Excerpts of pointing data
::::

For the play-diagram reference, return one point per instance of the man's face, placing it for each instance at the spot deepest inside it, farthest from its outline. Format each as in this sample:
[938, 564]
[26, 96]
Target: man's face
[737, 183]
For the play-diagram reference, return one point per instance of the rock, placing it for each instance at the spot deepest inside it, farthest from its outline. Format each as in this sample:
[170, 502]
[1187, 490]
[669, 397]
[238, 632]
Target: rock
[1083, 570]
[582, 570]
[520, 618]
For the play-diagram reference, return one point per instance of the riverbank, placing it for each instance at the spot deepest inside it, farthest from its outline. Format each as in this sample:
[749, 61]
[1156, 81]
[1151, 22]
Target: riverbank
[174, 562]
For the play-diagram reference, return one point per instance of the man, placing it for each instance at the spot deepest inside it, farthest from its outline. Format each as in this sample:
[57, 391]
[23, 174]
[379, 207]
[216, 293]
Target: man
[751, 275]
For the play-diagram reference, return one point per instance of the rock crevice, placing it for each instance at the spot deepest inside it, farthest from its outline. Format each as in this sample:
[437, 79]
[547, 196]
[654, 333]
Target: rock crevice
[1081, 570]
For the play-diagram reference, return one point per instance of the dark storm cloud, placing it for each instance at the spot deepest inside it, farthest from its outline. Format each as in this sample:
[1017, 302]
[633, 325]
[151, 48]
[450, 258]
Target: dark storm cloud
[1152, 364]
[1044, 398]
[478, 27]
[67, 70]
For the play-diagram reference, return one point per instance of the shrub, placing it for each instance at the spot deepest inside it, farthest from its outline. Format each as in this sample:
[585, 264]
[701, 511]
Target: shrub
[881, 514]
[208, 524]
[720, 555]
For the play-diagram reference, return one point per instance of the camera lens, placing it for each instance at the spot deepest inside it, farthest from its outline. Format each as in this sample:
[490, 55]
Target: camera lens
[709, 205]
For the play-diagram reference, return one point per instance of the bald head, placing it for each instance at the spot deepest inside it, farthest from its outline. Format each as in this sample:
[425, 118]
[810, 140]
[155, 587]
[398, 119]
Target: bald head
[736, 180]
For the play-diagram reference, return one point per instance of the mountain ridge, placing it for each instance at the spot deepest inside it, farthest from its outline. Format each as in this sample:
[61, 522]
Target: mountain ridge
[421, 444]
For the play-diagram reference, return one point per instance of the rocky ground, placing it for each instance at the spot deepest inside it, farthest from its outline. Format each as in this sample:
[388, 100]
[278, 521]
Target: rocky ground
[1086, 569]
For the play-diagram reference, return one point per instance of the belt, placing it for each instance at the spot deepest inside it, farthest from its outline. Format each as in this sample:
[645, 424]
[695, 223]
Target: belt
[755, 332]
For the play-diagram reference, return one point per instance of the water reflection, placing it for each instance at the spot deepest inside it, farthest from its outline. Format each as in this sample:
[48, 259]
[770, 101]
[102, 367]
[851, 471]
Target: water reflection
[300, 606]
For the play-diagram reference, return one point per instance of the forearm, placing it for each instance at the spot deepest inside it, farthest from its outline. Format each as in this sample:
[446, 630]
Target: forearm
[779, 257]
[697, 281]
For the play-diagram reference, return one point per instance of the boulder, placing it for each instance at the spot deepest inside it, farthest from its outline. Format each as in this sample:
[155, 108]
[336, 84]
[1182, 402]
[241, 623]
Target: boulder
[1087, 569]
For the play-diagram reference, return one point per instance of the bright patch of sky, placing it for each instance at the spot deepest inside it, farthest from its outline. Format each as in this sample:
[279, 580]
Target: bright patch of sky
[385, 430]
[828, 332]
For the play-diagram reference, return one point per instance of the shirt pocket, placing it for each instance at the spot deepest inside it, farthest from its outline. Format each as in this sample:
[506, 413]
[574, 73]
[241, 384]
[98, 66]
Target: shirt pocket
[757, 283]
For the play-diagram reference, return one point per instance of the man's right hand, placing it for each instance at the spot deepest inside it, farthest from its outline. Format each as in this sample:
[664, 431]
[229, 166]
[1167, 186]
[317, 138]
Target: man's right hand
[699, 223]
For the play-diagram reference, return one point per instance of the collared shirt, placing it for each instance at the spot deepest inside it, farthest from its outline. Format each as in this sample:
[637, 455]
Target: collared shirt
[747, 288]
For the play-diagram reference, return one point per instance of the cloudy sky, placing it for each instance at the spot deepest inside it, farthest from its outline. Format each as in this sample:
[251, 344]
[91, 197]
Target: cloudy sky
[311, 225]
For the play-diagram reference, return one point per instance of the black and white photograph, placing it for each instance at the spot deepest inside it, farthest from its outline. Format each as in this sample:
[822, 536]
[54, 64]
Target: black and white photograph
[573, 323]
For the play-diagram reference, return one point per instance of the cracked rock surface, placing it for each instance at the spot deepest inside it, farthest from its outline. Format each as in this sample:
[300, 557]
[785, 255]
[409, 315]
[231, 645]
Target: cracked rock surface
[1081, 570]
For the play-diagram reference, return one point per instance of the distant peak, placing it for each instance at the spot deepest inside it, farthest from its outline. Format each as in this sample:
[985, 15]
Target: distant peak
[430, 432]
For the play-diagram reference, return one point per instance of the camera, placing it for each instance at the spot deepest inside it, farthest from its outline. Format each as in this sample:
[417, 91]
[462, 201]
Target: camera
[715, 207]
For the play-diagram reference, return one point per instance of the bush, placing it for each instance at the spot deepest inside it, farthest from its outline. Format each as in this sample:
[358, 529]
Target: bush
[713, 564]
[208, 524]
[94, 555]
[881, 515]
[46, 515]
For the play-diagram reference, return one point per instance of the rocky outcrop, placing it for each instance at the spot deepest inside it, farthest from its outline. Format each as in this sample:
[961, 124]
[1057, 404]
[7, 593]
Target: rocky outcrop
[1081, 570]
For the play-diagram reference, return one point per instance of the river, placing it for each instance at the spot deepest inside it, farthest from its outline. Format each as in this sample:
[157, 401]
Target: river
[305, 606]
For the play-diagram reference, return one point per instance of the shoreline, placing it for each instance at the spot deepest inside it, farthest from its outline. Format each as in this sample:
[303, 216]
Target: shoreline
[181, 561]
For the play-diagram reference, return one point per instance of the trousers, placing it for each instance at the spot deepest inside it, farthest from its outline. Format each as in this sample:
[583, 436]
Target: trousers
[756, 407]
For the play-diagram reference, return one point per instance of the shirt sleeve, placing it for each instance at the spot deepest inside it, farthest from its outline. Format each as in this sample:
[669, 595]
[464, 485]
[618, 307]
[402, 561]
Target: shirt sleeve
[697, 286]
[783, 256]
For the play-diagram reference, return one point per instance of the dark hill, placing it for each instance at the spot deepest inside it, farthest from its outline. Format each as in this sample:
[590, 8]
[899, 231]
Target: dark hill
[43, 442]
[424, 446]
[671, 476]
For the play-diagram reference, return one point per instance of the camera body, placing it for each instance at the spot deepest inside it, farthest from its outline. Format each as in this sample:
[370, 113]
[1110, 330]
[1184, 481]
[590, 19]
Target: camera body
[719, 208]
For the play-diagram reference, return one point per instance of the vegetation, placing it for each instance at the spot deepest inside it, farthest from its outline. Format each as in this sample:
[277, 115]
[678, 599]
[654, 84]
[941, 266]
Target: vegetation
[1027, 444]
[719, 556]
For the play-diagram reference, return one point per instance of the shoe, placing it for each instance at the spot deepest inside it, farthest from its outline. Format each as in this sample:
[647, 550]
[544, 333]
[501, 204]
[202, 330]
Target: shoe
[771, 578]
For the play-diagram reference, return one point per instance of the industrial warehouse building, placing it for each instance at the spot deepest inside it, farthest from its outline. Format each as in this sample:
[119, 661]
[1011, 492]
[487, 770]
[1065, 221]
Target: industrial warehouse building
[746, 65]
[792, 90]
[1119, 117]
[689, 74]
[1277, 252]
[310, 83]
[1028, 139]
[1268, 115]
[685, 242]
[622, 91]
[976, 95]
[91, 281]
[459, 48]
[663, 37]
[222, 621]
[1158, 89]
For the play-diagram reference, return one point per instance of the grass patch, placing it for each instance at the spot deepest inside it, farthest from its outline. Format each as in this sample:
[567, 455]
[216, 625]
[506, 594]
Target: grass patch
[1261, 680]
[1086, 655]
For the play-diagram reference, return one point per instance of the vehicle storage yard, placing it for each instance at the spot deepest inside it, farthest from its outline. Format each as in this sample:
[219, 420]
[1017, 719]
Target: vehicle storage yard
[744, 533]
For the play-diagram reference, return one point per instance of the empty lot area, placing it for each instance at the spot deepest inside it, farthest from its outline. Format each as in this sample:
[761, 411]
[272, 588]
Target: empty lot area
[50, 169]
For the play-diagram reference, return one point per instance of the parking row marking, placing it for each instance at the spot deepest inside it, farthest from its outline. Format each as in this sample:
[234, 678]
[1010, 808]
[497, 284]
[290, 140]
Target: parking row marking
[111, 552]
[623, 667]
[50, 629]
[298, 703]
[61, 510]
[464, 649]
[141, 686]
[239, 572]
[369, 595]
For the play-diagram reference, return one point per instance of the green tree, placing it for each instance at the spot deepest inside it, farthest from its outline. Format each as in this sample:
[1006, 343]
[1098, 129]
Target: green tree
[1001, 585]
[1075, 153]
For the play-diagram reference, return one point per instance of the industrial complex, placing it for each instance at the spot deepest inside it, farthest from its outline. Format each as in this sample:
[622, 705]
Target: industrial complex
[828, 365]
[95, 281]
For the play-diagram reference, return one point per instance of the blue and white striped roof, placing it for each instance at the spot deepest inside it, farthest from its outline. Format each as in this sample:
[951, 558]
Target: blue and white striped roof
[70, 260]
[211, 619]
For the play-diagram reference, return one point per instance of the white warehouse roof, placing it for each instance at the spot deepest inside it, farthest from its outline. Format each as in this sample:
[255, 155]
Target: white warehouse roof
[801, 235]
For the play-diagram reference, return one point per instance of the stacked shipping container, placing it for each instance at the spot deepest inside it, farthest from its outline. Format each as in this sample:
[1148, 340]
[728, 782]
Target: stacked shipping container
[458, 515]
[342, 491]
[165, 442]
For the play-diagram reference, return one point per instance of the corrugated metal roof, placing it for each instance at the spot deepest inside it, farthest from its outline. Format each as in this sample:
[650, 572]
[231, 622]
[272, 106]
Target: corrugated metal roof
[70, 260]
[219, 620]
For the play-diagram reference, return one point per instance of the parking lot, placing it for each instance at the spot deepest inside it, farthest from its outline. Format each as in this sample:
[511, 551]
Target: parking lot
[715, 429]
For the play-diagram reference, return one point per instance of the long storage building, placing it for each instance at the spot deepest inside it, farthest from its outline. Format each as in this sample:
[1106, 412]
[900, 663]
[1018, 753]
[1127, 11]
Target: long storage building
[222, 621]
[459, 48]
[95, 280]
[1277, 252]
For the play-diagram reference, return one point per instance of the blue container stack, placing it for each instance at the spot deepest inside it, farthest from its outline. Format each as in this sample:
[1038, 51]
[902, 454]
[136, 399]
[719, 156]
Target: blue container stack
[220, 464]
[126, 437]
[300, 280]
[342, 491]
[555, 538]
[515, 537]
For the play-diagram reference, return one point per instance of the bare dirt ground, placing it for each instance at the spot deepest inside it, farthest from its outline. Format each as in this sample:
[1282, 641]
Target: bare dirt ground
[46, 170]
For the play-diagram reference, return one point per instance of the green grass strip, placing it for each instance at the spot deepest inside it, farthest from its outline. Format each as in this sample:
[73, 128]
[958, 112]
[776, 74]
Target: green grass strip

::::

Please copy the data again, beginning at the line that has "of the long" and stopping after the last line of the data. Adjust every answer coordinate by adding 144 to it.

For the play-diagram reference, return one point per instance of the long storage building, placing it for each instance at the spot deepest inside it, farthest from its outline. Format each as in this sample:
[1106, 412]
[900, 663]
[1018, 753]
[1127, 11]
Target: long storage building
[366, 765]
[603, 192]
[239, 424]
[1421, 396]
For the play-diagram reference, return one point per instance of the blue container stack, placing it for each instance at the spot deepest inside it, farthest from its outline. Format each as in this sample:
[1038, 51]
[902, 454]
[136, 399]
[719, 156]
Target: blue container stack
[364, 608]
[270, 581]
[444, 424]
[486, 635]
[699, 682]
[659, 681]
For the play-diagram reference, return one point per instance of the bare dirt ground, placing it for each instance at the spot deepest inside it, farthest from its outline. Format each as in this sample:
[1282, 641]
Target: bare dirt ground
[190, 314]
For the play-diagram reference, return one point per instance of the green grass strip, placing it for each instance at the spot deepest inside it, farthest from its outline. Format each as in this sample:
[73, 128]
[958, 112]
[776, 74]
Target: green grass strip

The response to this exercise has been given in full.